• **REQUIREMENT**
Rewrite every line of the records below as a Markdown table with two columns, "Row" and "Line", numbering the rows in order and omitting any blank lines.

==== DATA FOR PROCESSING ====

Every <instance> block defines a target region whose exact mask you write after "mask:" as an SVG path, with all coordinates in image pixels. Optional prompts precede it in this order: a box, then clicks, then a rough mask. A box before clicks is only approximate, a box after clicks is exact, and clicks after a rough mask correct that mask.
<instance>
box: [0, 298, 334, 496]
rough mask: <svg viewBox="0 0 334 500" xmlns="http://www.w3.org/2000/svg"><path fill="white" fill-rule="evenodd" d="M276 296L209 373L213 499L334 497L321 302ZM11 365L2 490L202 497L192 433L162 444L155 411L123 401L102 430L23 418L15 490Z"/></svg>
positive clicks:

====

• **TASK RESPONSE**
| Row | Line |
|---|---|
| 1 | Every <instance> block defines a target region whose exact mask you write after "mask:" as an SVG path, with all coordinates in image pixels. Optional prompts precede it in this order: a box, then clicks, then a rough mask. A box before clicks is only approximate, a box after clicks is exact, and clicks after a rough mask correct that mask. |
| 2 | <instance> |
| 3 | box: [0, 298, 334, 496] |
| 4 | rough mask: <svg viewBox="0 0 334 500" xmlns="http://www.w3.org/2000/svg"><path fill="white" fill-rule="evenodd" d="M276 296L209 373L213 499L334 497L321 302ZM11 365L2 490L202 497L192 433L162 444L155 411L123 401L102 430L23 418L15 490Z"/></svg> |
| 5 | positive clicks: |